### Aim
According to the court case text, on what date did the Housing Authority of the City of Newark present its petition to Circuit Court Judge Caffrey?

### Document section
^^^^^^^^

Ryan v. Hous. Auth. of City of Newark, 292.

Citation125 N.J.L. 330,15 A.2d 647
Decision Date05 October 1940
Docket NumberNo. 292.,292.
PartiesRYAN et al. v. HOUSING AUTHORITY OF CITY OF NEWARK et al.
CourtUnited States State Supreme Court (New Jersey)

[Copyrighted material omitted.]

Certiorari proceeding by Julia M. Ryan and others against the Housing Authority of the City of Newark, New Jersey, a body corporate, and others, to review an order appointing condemnation commissioners.

Writ dismissed.

Argued May term, 1940, before CASE, DONGES, and HEHER, JJ.

Kanter & Kanter, of Newark (Elias A. Kanter, of Newark, of counsel), for prosecutors.

Milton R. Konvitz, of Newark (Frank H. Sommer and Samuel Roessler, both of Newark, of counsel), for defendants.

HEHER, Justice.

On March 20, 1940, the Housing Authority of the City of Newark, a body corporate and politic created under the provisions of the United States Housing Act of 1937 (42 U.S.C.A. § 1401, et seq.) and Ch. 19 of our session laws of 1938 (Pamph. L. p. 65; R.S, 55:14A-1 et seq., N.J.S.A. 55:14A-1 et seq.), presented to Circuit Court Judge Caffrey a petition, styled in the "Essex Circuit Court," averring the need of certain of prosecutors' lands for the consummation of a "public housing project for families of low income in the City of Newark," undertaken pursuant to the grants of power contained in the cited statutes, and the adoption by the Authority of a resolution reciting that it "cannot acquire" the lands "by agreement with the owner by reason of disagreement as to price" and directing the institution of condemnation proceedings under R.S.1937, 20:1-30, et seq., as amended and supplemented by Ch. 21 of the Laws of 1938 (Pamph. L. p. 92, N.J.S.A. 20:1-30, 20:1-36), and praying for the appointment of commissioners to settle compensation; and an order was thereupon made, likewise captioned in the Essex Circuit Court, appointing a time and place for a hearing thereon. Due notice was given to the landowners.

^^^^^^^^

### Provided records
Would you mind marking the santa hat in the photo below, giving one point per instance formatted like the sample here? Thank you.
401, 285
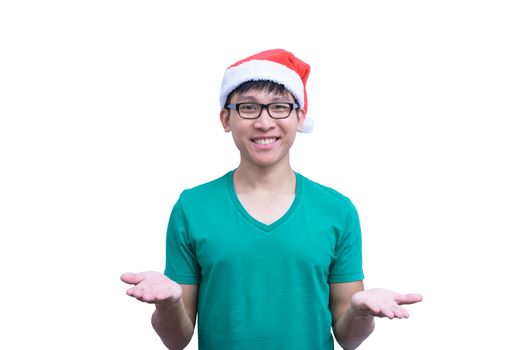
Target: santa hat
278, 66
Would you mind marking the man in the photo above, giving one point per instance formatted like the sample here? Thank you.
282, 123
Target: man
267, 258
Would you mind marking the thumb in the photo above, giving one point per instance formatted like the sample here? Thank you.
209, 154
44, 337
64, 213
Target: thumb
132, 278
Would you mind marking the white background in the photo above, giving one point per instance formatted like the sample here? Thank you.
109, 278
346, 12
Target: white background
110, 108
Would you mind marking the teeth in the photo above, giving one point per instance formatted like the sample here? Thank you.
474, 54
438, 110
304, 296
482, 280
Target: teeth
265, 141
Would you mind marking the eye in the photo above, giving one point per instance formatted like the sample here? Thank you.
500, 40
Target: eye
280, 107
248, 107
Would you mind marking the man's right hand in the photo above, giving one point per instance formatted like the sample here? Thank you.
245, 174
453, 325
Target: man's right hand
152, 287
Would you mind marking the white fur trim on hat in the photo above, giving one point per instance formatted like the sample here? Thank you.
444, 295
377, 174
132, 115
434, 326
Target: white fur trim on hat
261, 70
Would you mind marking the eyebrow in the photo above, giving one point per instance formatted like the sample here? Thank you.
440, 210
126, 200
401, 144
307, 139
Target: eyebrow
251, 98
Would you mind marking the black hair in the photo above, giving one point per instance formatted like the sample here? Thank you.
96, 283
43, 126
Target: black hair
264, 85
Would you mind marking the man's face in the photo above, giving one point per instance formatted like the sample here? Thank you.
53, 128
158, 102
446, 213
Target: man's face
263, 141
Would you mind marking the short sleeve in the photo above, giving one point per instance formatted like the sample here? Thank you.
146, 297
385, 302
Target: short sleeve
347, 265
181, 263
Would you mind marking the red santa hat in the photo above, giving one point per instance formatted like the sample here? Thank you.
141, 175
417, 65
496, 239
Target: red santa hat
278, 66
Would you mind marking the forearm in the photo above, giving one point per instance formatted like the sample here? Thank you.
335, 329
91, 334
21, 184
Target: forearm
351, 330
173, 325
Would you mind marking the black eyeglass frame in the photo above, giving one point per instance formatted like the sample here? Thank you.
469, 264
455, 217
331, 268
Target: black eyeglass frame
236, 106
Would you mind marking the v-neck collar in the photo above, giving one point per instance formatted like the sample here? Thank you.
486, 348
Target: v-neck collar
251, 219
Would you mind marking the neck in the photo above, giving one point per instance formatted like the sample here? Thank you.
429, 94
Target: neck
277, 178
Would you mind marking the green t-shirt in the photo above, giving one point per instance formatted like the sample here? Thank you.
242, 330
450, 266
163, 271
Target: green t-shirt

^^^^^^^^

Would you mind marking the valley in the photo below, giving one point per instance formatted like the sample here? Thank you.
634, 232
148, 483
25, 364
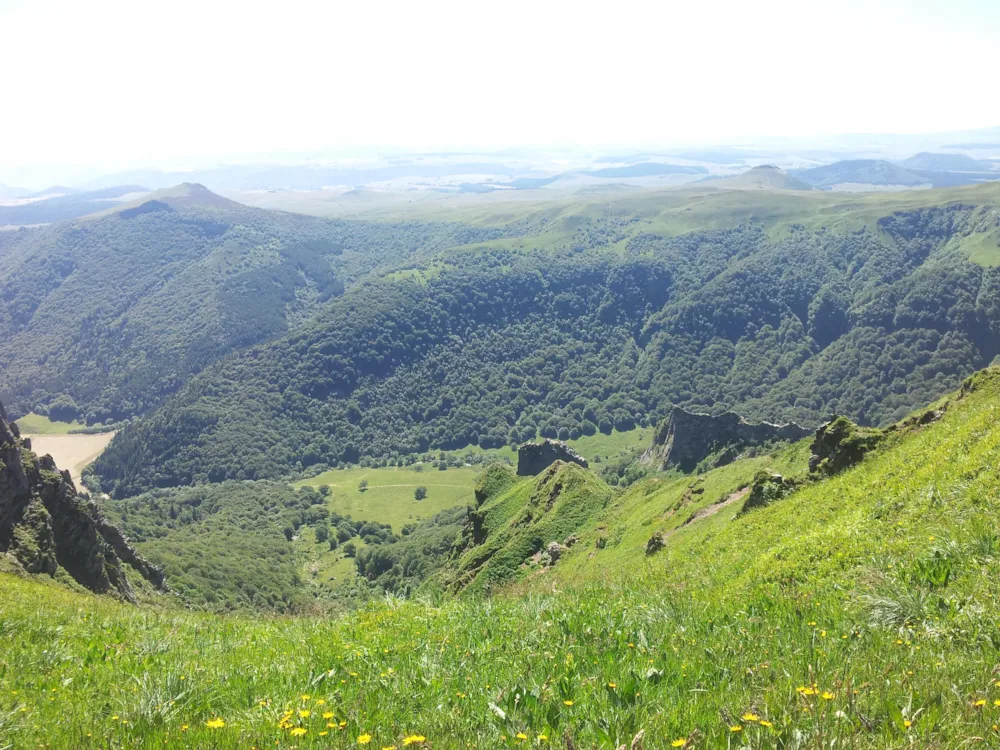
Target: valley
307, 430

^^^^^^^^

### The result
March 20, 1940